Als je een horloge wil die het een hele nacht kan uithouden koop je best een Seiko monster of een Seamaster Broad arrow of beter nog een horloge met tritium-buisjes - die hoeven niet eens "opgeladen" te worden en blijven de hele nacht haarscherp ! :-!
Natuurlijk komt er aan al dat licht ooit es een eind, maar Luminova wordt ook minder met de jaren.

Je hebt ook klokken die héél veel licht geven, en dat hoeven daarom niet altijd de allerduurste te zijn ;-)


----------



## Temperarely

GuySie said:


> Een nacht lang is erg lang hoor! De meeste van mijn horloges redden dat niet.


Hoi,

De meeste promasters die ik gebruik redden dat wel. De AS4035 ,die zowiezo super afleesbaar is, is de beste van het stel.Op de voet gevolgt door PMV en PMX. De duiker BY2000 is de minste. Net te weinig lumespullie in de wijzers verwerkt omdat de wijzers gedeeltelijk open zijn. Geen ramp , maar zo is het.

groet , Elf


----------



## Sjors

Ik zal binnenkort eens kijken of ik wat Lume shots kan maken van mijn Monster en Ecozilla. Nu moet je het maar even met mijn walvisje doen;-)










Die houd het overigens maar twee en een halve seconde vol:-d

Groetjes,

Sjors


----------



## EricSW

Temperarely said:


> Hoi,
> 
> De meeste promasters die ik gebruik redden dat wel. De AS4035 ,die zowiezo super afleesbaar is, is de beste van het stel.Op de voet gevolgt door PMV en PMX. De duiker BY2000 is de minste. Net te weinig lumespullie in de wijzers verwerkt omdat de wijzers gedeeltelijk open zijn. Geen ramp , maar zo is het.
> 
> groet , Elf


Kijk dat bedoelde ik dus, je begint een topic over lume en na 13 berichten is het al zover...;-)


----------



## Sjors

Ik weet niet zoveel van lume af, maar is dat niet eigenlijk om beter onder water je wijzers en wijzerplaat af te kunnen lezen? In dat geval is een hele nacht misschien wel erg lang. Ik vind lume gewoon best wel cool, net als EL backlight.

G-Shocks hebben meestal erg beperkte lume. Tot mijn verbazing heeft de nieuwe GW-3000 serie erg goede lume en blijft de wijzerplaat ook 's nachts tot 's morgensvroeg nog afleesbaar (niet dat je er dan nog een boek mee lezen kunt).
━━━━━━
Opdracht A: Haal uit de records het stuk vanaf het begin tot en met de regel met "positive clicks: (151, 260) (142, 273)" en geef het ongewijzigd weer.

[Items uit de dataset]
━━━━━━
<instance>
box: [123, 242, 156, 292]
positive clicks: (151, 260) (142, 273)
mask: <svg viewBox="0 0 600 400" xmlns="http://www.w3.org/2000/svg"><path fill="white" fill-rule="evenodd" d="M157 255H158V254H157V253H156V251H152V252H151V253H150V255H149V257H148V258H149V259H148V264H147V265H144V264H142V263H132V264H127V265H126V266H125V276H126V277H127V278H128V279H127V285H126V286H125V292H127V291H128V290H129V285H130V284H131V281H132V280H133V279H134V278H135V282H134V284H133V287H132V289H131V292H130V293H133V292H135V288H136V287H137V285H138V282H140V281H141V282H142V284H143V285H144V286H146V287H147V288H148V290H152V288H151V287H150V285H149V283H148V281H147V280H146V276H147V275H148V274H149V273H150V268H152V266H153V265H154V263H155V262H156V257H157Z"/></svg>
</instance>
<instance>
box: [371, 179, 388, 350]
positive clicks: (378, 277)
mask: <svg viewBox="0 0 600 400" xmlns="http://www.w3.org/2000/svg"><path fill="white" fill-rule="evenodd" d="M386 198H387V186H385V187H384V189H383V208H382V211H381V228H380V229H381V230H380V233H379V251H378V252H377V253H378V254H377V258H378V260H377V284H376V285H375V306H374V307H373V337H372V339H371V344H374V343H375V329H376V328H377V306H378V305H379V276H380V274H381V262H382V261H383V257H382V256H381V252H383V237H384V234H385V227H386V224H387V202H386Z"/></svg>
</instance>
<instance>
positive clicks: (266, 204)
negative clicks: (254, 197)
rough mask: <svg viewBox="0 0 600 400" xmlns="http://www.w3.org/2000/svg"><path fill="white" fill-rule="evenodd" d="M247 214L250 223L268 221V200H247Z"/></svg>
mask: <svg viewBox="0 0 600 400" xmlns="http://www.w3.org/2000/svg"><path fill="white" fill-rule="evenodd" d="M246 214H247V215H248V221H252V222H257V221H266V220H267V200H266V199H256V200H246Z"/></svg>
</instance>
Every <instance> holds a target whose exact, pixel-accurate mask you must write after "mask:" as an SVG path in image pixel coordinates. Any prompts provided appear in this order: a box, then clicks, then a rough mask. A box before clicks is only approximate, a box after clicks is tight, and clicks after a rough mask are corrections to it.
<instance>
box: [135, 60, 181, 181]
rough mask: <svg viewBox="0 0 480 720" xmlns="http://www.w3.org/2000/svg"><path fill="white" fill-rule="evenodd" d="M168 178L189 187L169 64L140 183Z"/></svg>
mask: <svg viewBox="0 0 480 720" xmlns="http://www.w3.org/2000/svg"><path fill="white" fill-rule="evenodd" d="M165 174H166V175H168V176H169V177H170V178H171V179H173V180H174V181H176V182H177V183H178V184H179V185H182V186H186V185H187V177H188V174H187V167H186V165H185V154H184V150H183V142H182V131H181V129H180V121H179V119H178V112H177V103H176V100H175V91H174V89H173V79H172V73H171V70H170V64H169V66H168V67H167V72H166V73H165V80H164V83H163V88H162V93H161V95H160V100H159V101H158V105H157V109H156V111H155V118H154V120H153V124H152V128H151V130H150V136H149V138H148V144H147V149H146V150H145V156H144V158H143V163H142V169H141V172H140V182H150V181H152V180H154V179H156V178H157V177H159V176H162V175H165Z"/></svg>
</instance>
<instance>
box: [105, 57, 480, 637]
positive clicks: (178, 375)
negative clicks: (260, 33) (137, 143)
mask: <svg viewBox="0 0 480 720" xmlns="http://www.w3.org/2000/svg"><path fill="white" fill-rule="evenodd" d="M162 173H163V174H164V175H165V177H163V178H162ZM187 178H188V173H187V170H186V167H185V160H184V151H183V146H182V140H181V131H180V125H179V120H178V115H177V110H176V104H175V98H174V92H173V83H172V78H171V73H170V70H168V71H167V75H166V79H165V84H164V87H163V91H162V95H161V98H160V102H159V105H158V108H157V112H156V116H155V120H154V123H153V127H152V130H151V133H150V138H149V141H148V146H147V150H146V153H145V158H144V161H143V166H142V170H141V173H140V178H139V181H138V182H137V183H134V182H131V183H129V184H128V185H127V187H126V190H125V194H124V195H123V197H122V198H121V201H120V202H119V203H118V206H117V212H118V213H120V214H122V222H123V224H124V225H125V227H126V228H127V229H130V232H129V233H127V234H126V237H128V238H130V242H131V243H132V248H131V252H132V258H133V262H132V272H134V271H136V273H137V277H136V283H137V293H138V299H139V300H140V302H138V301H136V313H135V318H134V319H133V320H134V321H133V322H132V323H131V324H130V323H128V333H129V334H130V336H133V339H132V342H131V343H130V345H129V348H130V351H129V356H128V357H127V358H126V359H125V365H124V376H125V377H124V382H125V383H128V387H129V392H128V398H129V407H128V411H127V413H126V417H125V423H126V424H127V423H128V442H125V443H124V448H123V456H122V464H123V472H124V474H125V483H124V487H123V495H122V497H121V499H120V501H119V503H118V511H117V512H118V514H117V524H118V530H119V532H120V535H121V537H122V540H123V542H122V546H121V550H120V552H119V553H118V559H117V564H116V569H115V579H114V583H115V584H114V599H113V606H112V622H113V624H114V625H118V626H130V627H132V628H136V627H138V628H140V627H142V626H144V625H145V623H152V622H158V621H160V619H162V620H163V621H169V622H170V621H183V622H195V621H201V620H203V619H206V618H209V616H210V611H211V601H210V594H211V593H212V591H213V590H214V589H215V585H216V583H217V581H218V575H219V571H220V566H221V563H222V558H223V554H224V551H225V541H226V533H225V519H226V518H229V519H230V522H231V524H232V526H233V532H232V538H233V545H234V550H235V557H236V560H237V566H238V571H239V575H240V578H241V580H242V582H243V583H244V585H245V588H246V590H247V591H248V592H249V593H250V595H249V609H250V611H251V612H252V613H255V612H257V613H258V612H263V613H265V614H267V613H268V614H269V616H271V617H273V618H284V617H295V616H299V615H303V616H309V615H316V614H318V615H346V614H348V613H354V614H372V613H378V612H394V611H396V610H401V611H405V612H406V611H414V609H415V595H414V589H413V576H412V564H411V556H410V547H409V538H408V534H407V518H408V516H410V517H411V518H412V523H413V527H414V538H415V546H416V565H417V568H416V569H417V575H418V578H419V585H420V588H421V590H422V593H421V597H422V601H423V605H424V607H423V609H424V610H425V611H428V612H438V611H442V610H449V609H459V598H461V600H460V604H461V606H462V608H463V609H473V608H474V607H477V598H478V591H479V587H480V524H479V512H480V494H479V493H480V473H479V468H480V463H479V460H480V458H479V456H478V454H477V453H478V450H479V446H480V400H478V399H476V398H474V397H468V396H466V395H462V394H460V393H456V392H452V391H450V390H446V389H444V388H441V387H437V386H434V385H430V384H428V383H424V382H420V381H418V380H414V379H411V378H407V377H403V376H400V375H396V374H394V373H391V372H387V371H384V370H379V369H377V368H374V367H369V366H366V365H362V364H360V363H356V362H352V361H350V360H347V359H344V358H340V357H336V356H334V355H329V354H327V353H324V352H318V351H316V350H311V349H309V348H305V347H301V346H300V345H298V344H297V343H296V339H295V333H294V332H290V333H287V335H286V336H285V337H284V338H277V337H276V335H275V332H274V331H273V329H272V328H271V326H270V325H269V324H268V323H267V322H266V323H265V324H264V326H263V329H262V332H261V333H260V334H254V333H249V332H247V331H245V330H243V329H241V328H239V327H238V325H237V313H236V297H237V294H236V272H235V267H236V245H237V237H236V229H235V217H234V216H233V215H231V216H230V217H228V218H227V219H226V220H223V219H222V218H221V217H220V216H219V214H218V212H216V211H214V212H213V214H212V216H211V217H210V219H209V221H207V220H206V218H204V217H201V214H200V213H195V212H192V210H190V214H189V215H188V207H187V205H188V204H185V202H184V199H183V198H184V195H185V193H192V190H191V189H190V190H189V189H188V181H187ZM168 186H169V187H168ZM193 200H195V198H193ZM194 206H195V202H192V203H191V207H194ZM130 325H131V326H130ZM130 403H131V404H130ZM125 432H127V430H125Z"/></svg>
━━━━━━
Opdracht B: Zet de forumdiscussie over lume op horloges voort na de laatste zin die er staat.

Verwacht antwoord A:
<instance>
box: [123, 242, 156, 292]
positive clicks: (151, 260) (142, 273)

Verwacht antwoord B:
Ik heb eens in mijn dooosjes gesnuffeld en wat fofootjes gemaakt. Allle foto's headden een sluitertijd van 30 seconden.










Een basic analoge/digitale G-Shock (G-701D). Niet veel bijzonder dus, wel mooie zonsondergang op de achtergrond.










Ecozilla (met de TV op de achtergrond nog aan).










Nog meet Ecozilla










Monster, met de TV aan op de achtergrond, hoef ik niet te vertellen dat dit de oranje is.










Nou, het is dus een oranje monster...










GW-3000B










Groetjes,

Sjors


----------



## Lester Burnham

Paar mooie plaatjes Sjors, helaas kan ik de sluitertijd op mijn toestel maar tot aan 8 sec. instellen...

Die EcoZilla ziet er heerlijk begeerlijk uit ;-) Komt misschien omdat ik al meer dan een week op de mijne zit te wachten, mijn laatste (in de zin van: vorige :-d) bestelling.


----------



## Sjors

Hoi Lester,

Die Ecozilla was al een hele lange wens van mij om te hebben, en in het echt is ie eigenlijk veel mooier dan op alle foto's die ik heb gezien (en heb gemaakt). Op foto's zie je meestal de diepe kast en de "eenvoudige" wijzerplaat met oversized markers. In 3D is de kast echter geweldig mooi afgewerkt.

Ik heb mijne kado gekregen van een goede vriend. De batterij leek kapot, maar het enige wat het horloge nodig had was een reset. Hoe dat moet staat in de gebruiksaanwijzing, mocht die van jou ook van die "twee seconden sprongen" maken. Weet je dat alvast;-)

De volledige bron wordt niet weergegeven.